(TÂCHES DEMANDÉES)
- 1) D'après la critique du recueil Présence de corps étrangers, combien de chapitres ce livre regroupe-t-il ?
- 2) Poursuivez la critique du recueil Présence de corps étrangers après sa dernière phrase.

(TEXTE CITÉ)
# # # # #

Critique du volume manga
Publiée le Mardi, 04 Juin 2024
Paru il y a quelques jours aux éditions IMHO, Présence de corps étrangers vient enfin compléter chez l'éditeur une trilogie de recueils éditée au Japon par l'éditeur Seirin Kogeisha et entamée en France il y a un petit peu plus d'une décennie. En effet, ce triptyque a été initié avec le formidable "Une collision accidentelle sur le chemin de l’école peut-elle donner lieu à un baiser ?" (sorti au Japon en avril 2012 et en France en janvier 2014, et qui reste l'un des joyaux de la bibliographie de Shintaro Kago, tant on y trouve toutes les facettes de son inventivité absurde, gore et sans limites dans un excellent équilibre), et a pris fin avec "Villes et infrastructure" (paru au Japon en avril 2021 et en France en mai 2023).
Sorti au Japon en mars 2015 sous le titre "Ibutsu Konnyû" (littéralement "Contamination par des substances étrangères", le titre français étant donc proche dans sa signification), le recueil dont il est question ici est donc le deuxième ouvrage de la trilogie, mais sa parution postérieure à celle de "Villes et infrastructure" n'a pas vraiment d'importance, dans la mesure où chaque recueil regroupe des petites saynètes parfaitement indépendantes les unes des autres. Riche d'un petit peu plus de 170 pages, le livre regroupe pas moins de 43 chapitres allant d'une seule page à sept pages, et qui furent initialement prépubliés avril 2012 et février 2015 tantôt dans le magazine Ubu mode de l'éditeur Core Magazine, tantôt dans la cultissime revue AX des éditions Seirin Kogeisha, quand il ne s'agit pas d'inédits proposés pour la première fois dans cette version brochée.
Tout comme pour les deux autres recueils de cette trilogie, résumer les histoires n'aurait absolument aucun intérêt puisque, à chaque fois, Shintaro Kago se contente de partir d'une petite idée ayant germé dans son esprit pour, ensuite, partir sur toutes sortes de petites délires où l'on oscille entre ses styles spécifiques: si certains sont purement grotesques, d'autres incluent dans leur absurdité une part plus gore et sexuelle (peut-être même plus que dans les deux autres ouvrages de la trilogie, rendant le présent recueil vraiment réservé à un public averti), quand d'autres encore laissent entrevoir certains gimmicks que l'artiste poussera plus loin dans la suite de sa carrière (ainsi, on a dans quelques chapitres quelques architectures bien barrées, aspect que le mangaka explorera réellement dans "Villes et infrastructure" bien sûr, mais aussi dans "La Princesse du château sans fin" et "Les Douze Soeurs du château sans fin" qui sont tout deux sortis en France aux éditions Huber).

# # # # #

(DONNÉES ENREGISTRÉES)
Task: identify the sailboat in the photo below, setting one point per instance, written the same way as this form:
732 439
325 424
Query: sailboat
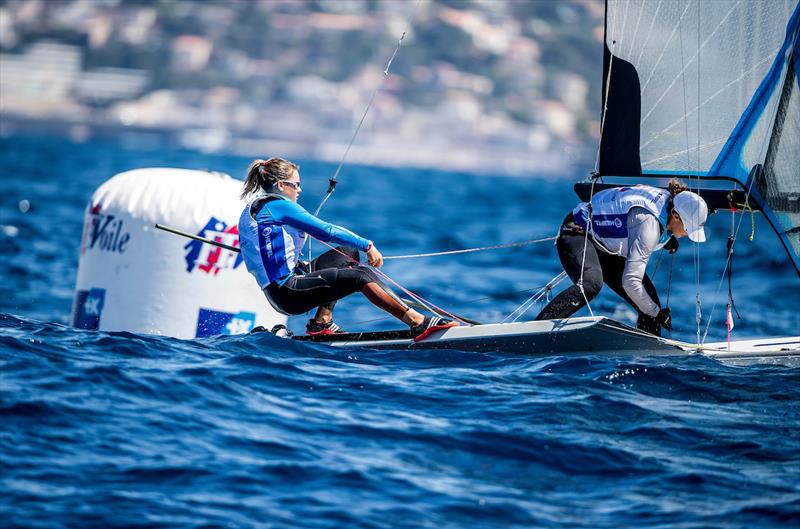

# # # # #

(RÉPONSES PAR TÂCHE)
- 1) Le livre regroupe 43 chapitres, allant d'une seule page à sept pages.

- 2)
Mais surtout, si l'on ne veut pas vous en dire vraiment plus sur chacune de ces petites scènes, c'est bien parce que le grand plaisir de ce genre de recueil est de découvrir par soi-même quelle direction va prendre le mangaka, à chaque fois, pour parvenir à nous surprendre, à nous faire rire ou à nous faire esquisser une petite grimace de dégoût (souvent, ce sont les trois à la fois qui arrivent), le tout en ne se posant absolument aucune limite. On peut tout de même souligner l'habituelle maestria graphique de l'auteur bien sûr, mais aussi sa manière de parvenir à tirer son imagination de tout et n'importe quoi, que ce soit l'Histoire qu'il revisite à sa sauce dans toute une salve de chapitres en milieu de livre (un autre de ses dadas, qu'il a aussi exploité dans "La Grande Invasion Mongole" et dans les deux opus du "château sans fin" bien sûr), certaines modes qu'il tourne en dérision ou pousse à l'excès (mention spéciale aux applications de smartphone et au kabe-don, technique de drague visant à coincer l'élu(e) de son coeur contre un mur, donnant lieu ici à quelque chose de délicieusement excessif), ou les petites choses qui semblent lui être passée par la tête sur le moment (vous ne verrez plus jamais les fourmiliers de la même façon).
A tout ceci, il suffit d'ajouter un Aurélien Estager en très, très grande forme à la traduction, celui-ci nous gavant de petits jeux de mots qui font très souvent leur effet et qui sont parfaitement dans le ton de l'oeuvre. Et on obtient alors, dans la bibliographie du maître, une nouvelle perle d'inventivité, oscillant constamment entre l'absurde et le trash, entre la cruauté et l'idiotie, pour nous amuser d'un bout à l'autre !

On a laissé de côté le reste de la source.